2015年11月19日木曜日

関係精神分析のゆくえ(4)


関係論者がこの文脈で目指すのは、いわゆる本質essence の否定であるという。しかしそれは本質がある種のアリストテレス的、つまり静的 static で普遍的なカテゴリーと考えるからだという。しかしすでにヘーゲルは、その弁証法に関する議論の中で、本質は普遍でモノ的なものではなく、過程である、と言っているという。そしてそれは関係論者の大部分が賛成するであろうという。私も賛成だ。ということは関係論者はポストモダニズムと言いながら、古いものを持ち出しているだけではないか、とミルスは問う。この批判はどうかな。まあいいか。
さてミルズは関係論と伝統的な分析の立場が最も鮮明に対立している問題について扱うという。それが「主体と客体の問題」であるという。関係論者は分析家の主観性を持ち出し、それが決して減ずることが出来ないものであるというRenik その他の主張(いわゆる)を中心に据えたことで、客観性に関する議論に決着をつけることが出来たのだろうか、という問題だという。(レニックの1993年のthe irreducible subjectivity of the analystの概念。レニックはこれで名を成したね。)

データの内容 -
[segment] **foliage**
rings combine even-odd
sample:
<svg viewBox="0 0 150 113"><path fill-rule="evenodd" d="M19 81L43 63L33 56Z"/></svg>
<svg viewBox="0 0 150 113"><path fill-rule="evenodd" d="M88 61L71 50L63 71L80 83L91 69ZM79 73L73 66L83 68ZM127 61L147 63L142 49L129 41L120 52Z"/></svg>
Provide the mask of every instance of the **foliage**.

練習問題 -
次の(a)〜(c)の記述が本文の内容と一致するかどうかを「はい」か「いいえ」で答え、判断の根拠となる本文の語句をそのまま引用せよ。
(a) ヘーゲルは本質を過程としてとらえたと本文は述べている。
(b) 本質が過程であるという考えに、筆者は反対している。
(c) 関係論と伝統的な分析の立場が最も鮮明に対立する問題として、ミルズは主体と客体の問題を扱う。

解答例 -
(a) はい。「本質は普遍でモノ的なものではなく、過程である」
(b) いいえ。「私も賛成だ」
(c) はい。「主体と客体の問題」